SET TASK: Turn the lines from the one containing "What element on screen corresponds to the black and" through the one containing "[[61, 16, 535, 405]]", both included, into a JSON list of strings with one string per line. Skip any blank lines.

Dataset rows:
▽
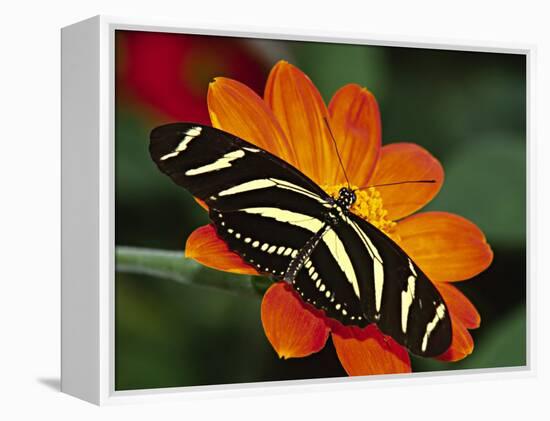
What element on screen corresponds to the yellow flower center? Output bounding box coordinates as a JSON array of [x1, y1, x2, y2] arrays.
[[321, 184, 397, 237]]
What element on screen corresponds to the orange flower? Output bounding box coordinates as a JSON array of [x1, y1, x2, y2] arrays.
[[186, 61, 493, 375]]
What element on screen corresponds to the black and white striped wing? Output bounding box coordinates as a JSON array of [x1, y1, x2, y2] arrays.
[[150, 123, 331, 276], [150, 123, 452, 356], [294, 214, 452, 356]]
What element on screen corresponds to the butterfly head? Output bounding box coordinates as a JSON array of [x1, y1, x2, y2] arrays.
[[336, 187, 357, 209]]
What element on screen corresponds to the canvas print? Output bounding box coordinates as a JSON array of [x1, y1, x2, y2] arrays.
[[114, 30, 527, 390]]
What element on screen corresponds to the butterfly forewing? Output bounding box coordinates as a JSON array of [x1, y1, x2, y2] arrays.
[[150, 123, 452, 356]]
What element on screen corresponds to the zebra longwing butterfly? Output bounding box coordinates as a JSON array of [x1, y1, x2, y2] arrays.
[[150, 123, 452, 356]]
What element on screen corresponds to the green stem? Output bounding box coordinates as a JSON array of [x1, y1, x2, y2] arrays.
[[115, 246, 273, 297]]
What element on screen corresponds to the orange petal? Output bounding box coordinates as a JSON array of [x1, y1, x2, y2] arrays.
[[185, 225, 258, 275], [264, 61, 339, 184], [332, 324, 411, 376], [395, 212, 493, 281], [207, 77, 295, 163], [369, 143, 444, 221], [262, 282, 329, 358], [325, 84, 382, 186], [435, 282, 481, 361]]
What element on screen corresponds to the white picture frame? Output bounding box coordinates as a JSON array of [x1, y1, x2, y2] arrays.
[[61, 16, 535, 405]]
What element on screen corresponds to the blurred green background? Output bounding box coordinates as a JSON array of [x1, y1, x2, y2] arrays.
[[115, 31, 526, 390]]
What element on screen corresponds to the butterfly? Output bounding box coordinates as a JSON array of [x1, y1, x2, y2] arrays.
[[149, 123, 452, 357]]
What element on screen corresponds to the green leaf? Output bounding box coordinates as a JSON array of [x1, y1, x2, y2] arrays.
[[115, 246, 273, 297], [291, 42, 388, 103]]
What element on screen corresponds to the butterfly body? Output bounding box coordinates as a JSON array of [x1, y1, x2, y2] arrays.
[[150, 123, 452, 356]]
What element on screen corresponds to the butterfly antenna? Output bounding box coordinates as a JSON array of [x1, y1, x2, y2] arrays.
[[357, 180, 437, 190], [323, 117, 351, 190]]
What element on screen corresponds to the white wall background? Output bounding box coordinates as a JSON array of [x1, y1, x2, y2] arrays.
[[0, 0, 550, 421]]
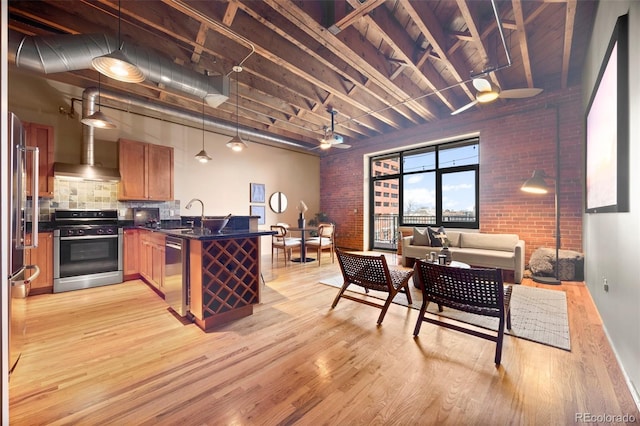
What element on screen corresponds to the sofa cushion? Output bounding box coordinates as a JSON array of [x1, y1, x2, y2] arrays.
[[427, 226, 447, 247], [450, 248, 515, 270], [413, 228, 431, 246], [460, 232, 518, 252]]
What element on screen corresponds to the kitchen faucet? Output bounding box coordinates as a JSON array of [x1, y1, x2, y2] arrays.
[[184, 198, 204, 230]]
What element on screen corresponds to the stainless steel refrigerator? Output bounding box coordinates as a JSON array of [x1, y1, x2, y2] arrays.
[[2, 112, 39, 375]]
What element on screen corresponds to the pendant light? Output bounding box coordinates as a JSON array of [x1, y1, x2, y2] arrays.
[[227, 65, 247, 152], [91, 0, 145, 83], [196, 98, 211, 164], [80, 73, 116, 129]]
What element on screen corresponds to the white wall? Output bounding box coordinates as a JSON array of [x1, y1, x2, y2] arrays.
[[9, 70, 320, 254], [583, 0, 640, 401]]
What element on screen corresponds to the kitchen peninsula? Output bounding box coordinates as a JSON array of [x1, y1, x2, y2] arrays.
[[134, 217, 273, 331]]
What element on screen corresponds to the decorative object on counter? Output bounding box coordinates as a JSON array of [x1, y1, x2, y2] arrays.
[[91, 0, 145, 83], [202, 215, 231, 234], [249, 183, 265, 203], [440, 238, 453, 265], [196, 98, 211, 164], [251, 206, 266, 225], [298, 200, 309, 228], [184, 198, 205, 230], [227, 65, 249, 152], [309, 212, 333, 237], [80, 73, 116, 129], [269, 192, 287, 213]]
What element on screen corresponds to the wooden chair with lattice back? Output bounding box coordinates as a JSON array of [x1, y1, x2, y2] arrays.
[[306, 223, 336, 266], [271, 225, 301, 266], [413, 259, 513, 366], [331, 249, 413, 325]]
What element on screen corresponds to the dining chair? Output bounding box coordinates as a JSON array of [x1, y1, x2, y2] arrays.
[[306, 223, 336, 266], [271, 225, 301, 266]]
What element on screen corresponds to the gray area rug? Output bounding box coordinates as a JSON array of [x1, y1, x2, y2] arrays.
[[320, 275, 571, 351]]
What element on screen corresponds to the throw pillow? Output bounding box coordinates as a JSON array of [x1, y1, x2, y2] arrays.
[[413, 228, 431, 246], [427, 226, 448, 247]]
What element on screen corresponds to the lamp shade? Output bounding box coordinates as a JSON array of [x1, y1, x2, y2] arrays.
[[320, 139, 331, 149], [476, 84, 500, 103], [227, 135, 247, 151], [80, 111, 116, 129], [520, 170, 549, 194], [91, 49, 145, 83]]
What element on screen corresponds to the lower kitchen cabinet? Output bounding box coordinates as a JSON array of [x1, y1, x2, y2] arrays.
[[139, 230, 165, 293], [122, 229, 143, 281], [24, 232, 53, 295]]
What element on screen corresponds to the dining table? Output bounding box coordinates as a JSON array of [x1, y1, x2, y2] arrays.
[[288, 227, 318, 263]]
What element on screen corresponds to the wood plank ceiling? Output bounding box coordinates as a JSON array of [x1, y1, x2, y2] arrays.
[[9, 0, 597, 152]]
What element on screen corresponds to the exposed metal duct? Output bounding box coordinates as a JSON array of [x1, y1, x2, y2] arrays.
[[9, 31, 229, 107], [54, 87, 307, 182], [90, 87, 309, 149]]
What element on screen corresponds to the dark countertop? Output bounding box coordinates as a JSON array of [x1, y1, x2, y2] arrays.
[[128, 226, 276, 241]]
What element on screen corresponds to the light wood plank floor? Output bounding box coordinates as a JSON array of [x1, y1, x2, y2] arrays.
[[10, 254, 640, 425]]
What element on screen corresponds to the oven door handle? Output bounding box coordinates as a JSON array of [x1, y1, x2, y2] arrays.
[[60, 235, 118, 241]]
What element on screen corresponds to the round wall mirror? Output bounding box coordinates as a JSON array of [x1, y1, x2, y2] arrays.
[[269, 192, 287, 213]]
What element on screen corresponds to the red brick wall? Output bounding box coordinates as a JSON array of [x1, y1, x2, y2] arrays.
[[320, 87, 584, 262]]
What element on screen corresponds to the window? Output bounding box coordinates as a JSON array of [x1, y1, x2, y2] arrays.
[[370, 138, 480, 243]]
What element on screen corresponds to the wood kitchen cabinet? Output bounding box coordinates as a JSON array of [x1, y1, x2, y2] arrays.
[[139, 230, 165, 293], [122, 229, 141, 281], [24, 232, 53, 295], [24, 123, 54, 198], [118, 139, 173, 201]]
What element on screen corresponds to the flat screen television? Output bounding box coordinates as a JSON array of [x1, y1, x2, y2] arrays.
[[585, 15, 629, 213]]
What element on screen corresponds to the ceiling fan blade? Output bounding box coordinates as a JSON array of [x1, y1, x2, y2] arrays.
[[451, 100, 478, 115], [473, 78, 491, 92], [500, 87, 542, 99]]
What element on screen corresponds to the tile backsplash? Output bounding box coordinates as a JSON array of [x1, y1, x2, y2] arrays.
[[27, 178, 180, 222]]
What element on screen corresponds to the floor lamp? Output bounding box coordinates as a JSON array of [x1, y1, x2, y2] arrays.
[[520, 106, 561, 284]]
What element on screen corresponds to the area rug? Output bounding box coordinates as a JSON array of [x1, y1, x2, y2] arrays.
[[320, 275, 571, 351]]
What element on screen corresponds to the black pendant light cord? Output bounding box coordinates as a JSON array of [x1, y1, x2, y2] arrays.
△
SOLVED PROBLEM:
[
  "What element on screen corresponds to the black and white striped wing? Output bounding box coordinates as a JSON array of [x1, y1, x2, y2] arrays.",
  "[[150, 123, 331, 276], [150, 123, 452, 356], [294, 214, 452, 356]]",
  "What element on screen corresponds to the butterfly head? Output bounding box coordinates as a JSON array of [x1, y1, x2, y2] arrays.",
  "[[336, 187, 357, 209]]",
  "What element on screen corresponds to the canvas print? Output bounding box coordinates as a JSON array of [x1, y1, x2, y2] arrays.",
  "[[114, 30, 527, 390]]",
  "What element on screen corresponds to the butterfly forewing? Output bounding box coordinates as a JSON array of [x1, y1, x2, y2] arrays.",
  "[[150, 123, 452, 356]]",
  "What element on screen corresponds to the zebra longwing butterfly? Output bounding box coordinates as a JSON array of [x1, y1, x2, y2] arrays.",
  "[[150, 123, 452, 356]]",
  "What element on screen corresponds to the green stem? Output bounding box coordinates as a JSON array of [x1, y1, x2, y2] arrays.",
  "[[115, 246, 273, 297]]",
  "What element on screen corresponds to the orange petal? Output bounding box coordinates as a JSON array of [x1, y1, x2, y2] arrays.",
  "[[185, 225, 258, 275], [264, 61, 339, 184], [332, 324, 411, 376], [395, 212, 493, 281], [207, 77, 295, 163], [369, 143, 444, 221], [262, 282, 329, 358], [325, 84, 382, 186], [435, 282, 481, 361]]",
  "What element on screen corresponds to the white picture frame? Output bounding box coordinates as a JSON array of [x1, y1, x2, y2] arrays.",
  "[[61, 16, 535, 405]]"
]